## TEXT PROVIDED
-----

BEAM, coupled with the emotional challenge of transplantation itself, is so intense that the procedures don’t go forward until a patient is assessed on three levels: Is he responding to the chemo, and is he both physically and emotionally able to survive the experience?

It was time for Jason to be assessed by a psychologist.

On November 16, 2011, Jason walked into a small square outpatient meeting room, eight feet on each side, with a round table in the middle. He was greeted by Andrea Maikovich-Fong, a psychologist specializing in counseling people with cancer. When Jason walked in, he didn’t look or act like a guy who was sick. He wore sunglasses, and not long after meeting Maikovich-Fong, he started playing air guitar and singing a rock song.

“He was very much alive,” she recalled of the moment. “I don’t think I’d have known he had cancer.”

He was ready to take on the beast.

To prep him for transplant, Jason was given drugs that spurred growth of his stem cells and caused them to leave the bone marrow and flow into the bloodstream. That way, they could be harvested. Then it was time for BEAM.

Jason began the high-dose chemotherapy to eliminate the last of the cancer and immune function on November 21, 2011. Eight days later, after a “day of rest,” he was infused with new stem cells.

At this moment, his body’s immune system was laid waste, as were virtually all of his rapidly dividing cells: His gut had gaping holes, his skin could not heal, his thick hair was falling out in clumps, and his smile was nonexistent. He’d lost the optimism.

“He wore a zip-up hoodie. He was sitting there, completely hunched over,” said Maikovich-Fong. “The room was all dark, and he looked like this shadow sitting there. He looked up with his eyes and not with his chin, and he said, ‘This is terrible.’

“He was a completely different person than when I first met him. It was a pretty striking image if you wandered into that room.”

He got out of the hospital a month later. By January 2012, Jason had learned that the BEAM and transplant appeared to have worked. Jason now was in possession of the immune system of a veritable newborn. Dr. Brunvand describes the patient with new stem cells as “like when your kids were in elementary school and brought home every virus.” Jason’s immune system needed time to relearn. He received antiviral medications so, as Dr. Brunvand put it, “a cold sore wouldn’t turn into pneumonia,” and they beefed up his microbiome with a yogurt diet—“we try to protect them and regrow the good bacteria in their gut.”

-----

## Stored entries
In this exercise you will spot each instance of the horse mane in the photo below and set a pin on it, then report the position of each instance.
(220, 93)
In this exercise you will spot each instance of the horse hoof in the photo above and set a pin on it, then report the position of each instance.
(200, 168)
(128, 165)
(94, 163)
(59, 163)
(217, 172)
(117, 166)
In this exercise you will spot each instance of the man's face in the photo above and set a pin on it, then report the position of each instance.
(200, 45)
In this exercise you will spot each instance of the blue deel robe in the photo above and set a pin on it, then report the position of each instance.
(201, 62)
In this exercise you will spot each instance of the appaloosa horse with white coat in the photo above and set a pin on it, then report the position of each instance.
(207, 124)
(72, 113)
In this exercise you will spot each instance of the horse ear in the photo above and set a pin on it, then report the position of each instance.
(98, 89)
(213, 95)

-----

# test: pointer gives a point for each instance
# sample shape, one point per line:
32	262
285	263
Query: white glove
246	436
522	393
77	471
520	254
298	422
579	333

-----

## WHAT YOU HAVE TO DO
Could you give the part of the transplant passage that opens with "On November 16, 2011, Jason" and closes with "a rock song." again, substituting "air drums" for "air guitar"? None of these lines matter here.

## ANSWER FOR THE TASK
On November 16, 2011, Jason walked into a small square outpatient meeting room, eight feet on each side, with a round table in the middle. He was greeted by Andrea Maikovich-Fong, a psychologist specializing in counseling people with cancer. When Jason walked in, he didn’t look or act like a guy who was sick. He wore sunglasses, and not long after meeting Maikovich-Fong, he started playing air drums and singing a rock song.